===== Kutipan Teks
Iklan - Geser ke atas untuk melanjutkan.

Ekonomi Kerthi Bali Minus Tri Hita Karana

Bali Tribune / Wayan Windia - Guru Besar pada Fak. Pertanian Unud, dan Ketua Stispol Wira Bhakti, di Denpasar.

balitribune.co.id | Saya mendapat undangan untuk hadir dalam acara bedah buku “Ekonomi Kerthi Bali” (Rebu, 20/10), di Art Center. Pengarangnya, Gubernur Bali, Dr. Wayan Koster. Karena kasusnya menarik, saya hadir dalam acara itu. Saya pikir, tidak banyak Gubernur memiliki waktu yang cukup, untuk menulis buku. Karena kesibukan seorang gubernur, yang tentu sangat padat untuk mengurus kesejahteraan rakyatnya. Untuk itu, saya “angkat topi” dan menaruh apresiasi. Karena renungan pemikirannya sejak sebelum menjadi calon gubernur, mampu di deskripsikan secara sistematis.

Inti buku itu adalah, bahwa ada 11 faktor yang mempengaruhi terwujudnya ekonomi Bali yang kerthi. Suatu kondisi ekonomi, di mana Bali bisa ber swasembada. Untuk menguji hipotesis ini, Gubernur Bali siap menjadi promotor, bila ada mahasiswa yang tertarik. Tentu saja “tantangan” itu perlu direspon oleh kalangan akademikus. Hal ini kiranya penting dilakukan, sebelum konsep ini di terapkan di daerah lain di luar Bali, atau di luar Indonesia.

Mungkin tantangan yang cukup berat bagi calon doktor adalah kemampuannya untuk mengukur variabel-variabel tersebut. Artinya, mengukur 11 faktor seperti yang disebutkan sebelumnya, dan mengukur apa yang dimaksudkan dengan Bali berdikari dalam bidang ekonomi (ber-swasembada). Tapi saya kira, dengan berbagai FGD, hal itu akan dapat dilakukan. Kemudian, dengan satu sistem analisis tertentu, akan ditemukan, apakah betul hipotesis itu bisa terbukti. Kemudian, mungkin akan ditemukan faktor mana yang paling dominan bisa berpengaruh.
==========
▶ [Tujuan Latihan]: Menurut kutipan teks di atas, ada berapa faktor yang memengaruhi terwujudnya ekonomi Bali yang kerthi?
===== Data Tersimpan
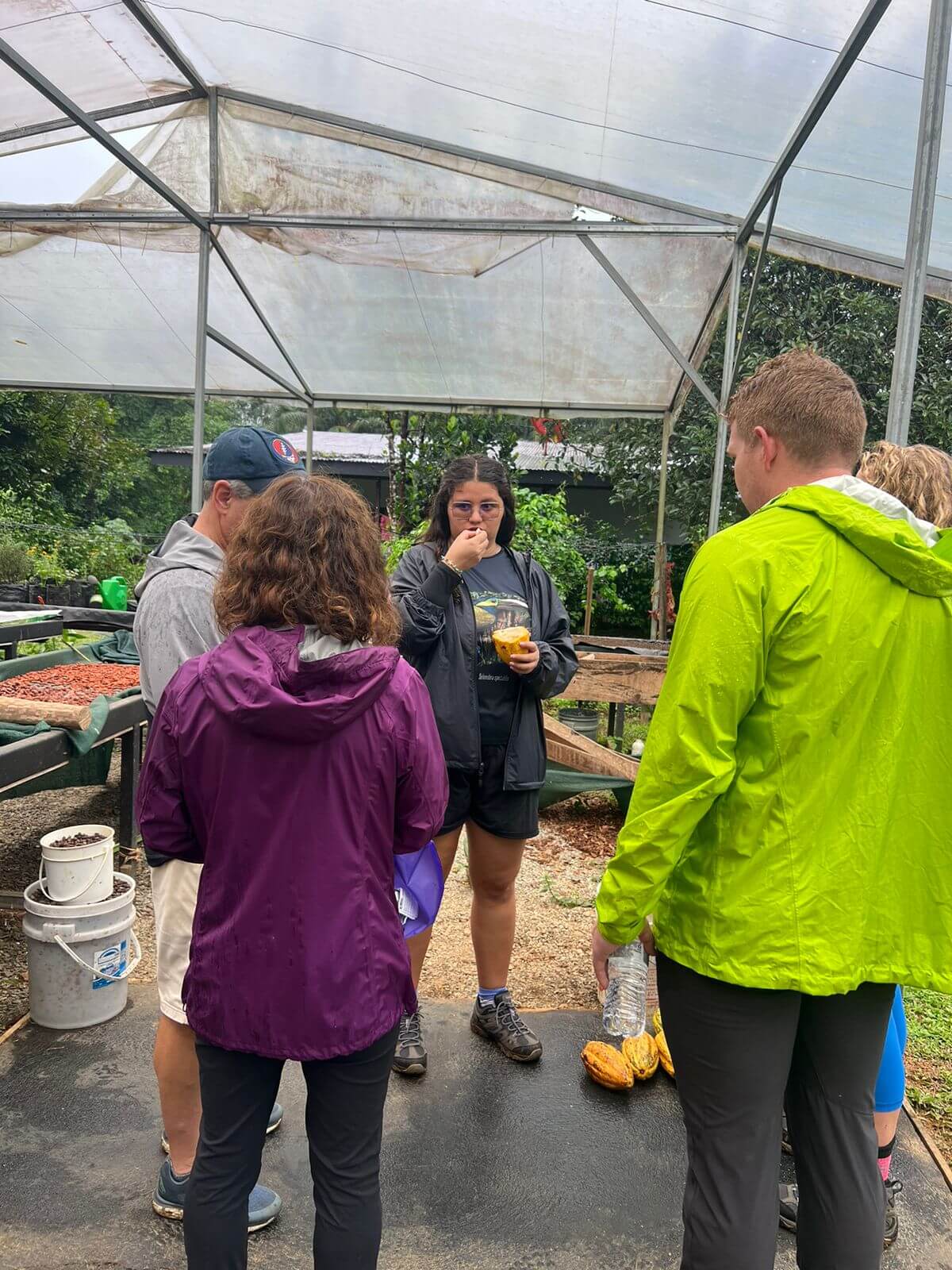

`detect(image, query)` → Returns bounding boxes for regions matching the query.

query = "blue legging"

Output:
==========
▶ [Jawaban Latihan]: Ada 11 faktor.